What is expected => Which lines of the entries contain the word "lily"? Please list them.

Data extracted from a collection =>
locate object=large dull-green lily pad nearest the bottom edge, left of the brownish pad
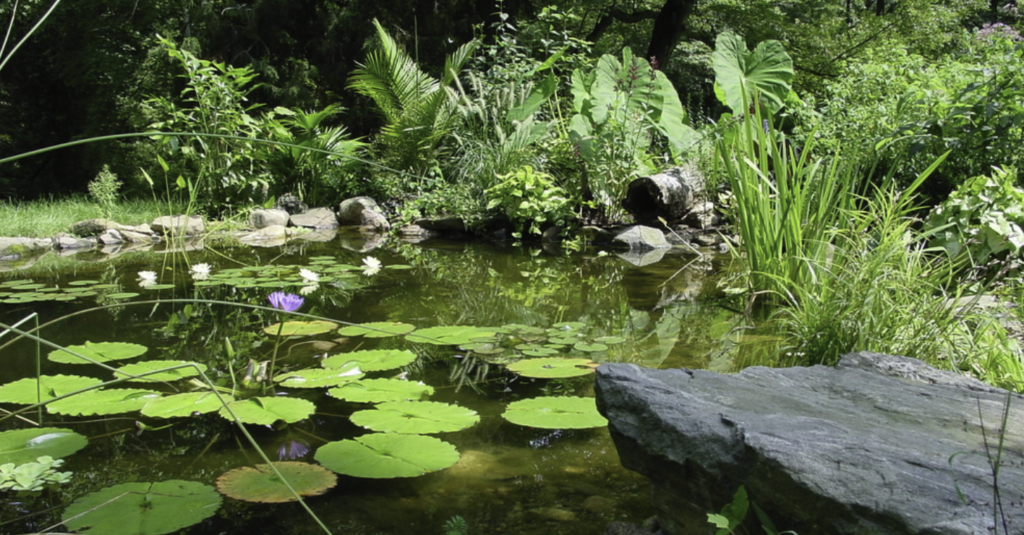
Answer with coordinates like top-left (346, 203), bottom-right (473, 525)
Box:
top-left (62, 480), bottom-right (222, 535)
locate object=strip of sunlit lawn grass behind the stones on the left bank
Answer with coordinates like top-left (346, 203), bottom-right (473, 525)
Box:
top-left (0, 196), bottom-right (167, 238)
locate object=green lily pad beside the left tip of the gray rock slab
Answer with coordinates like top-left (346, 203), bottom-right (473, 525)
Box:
top-left (502, 397), bottom-right (608, 429)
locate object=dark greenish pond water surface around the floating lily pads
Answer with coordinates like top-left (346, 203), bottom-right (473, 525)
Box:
top-left (0, 241), bottom-right (770, 534)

Answer box =>
locate object=large dull-green lily pad nearest the bottom edge, left of the brownish pad
locate object=green lily pad beside the left tip of the gray rock slab
locate object=dark greenish pond water surface around the floating lily pads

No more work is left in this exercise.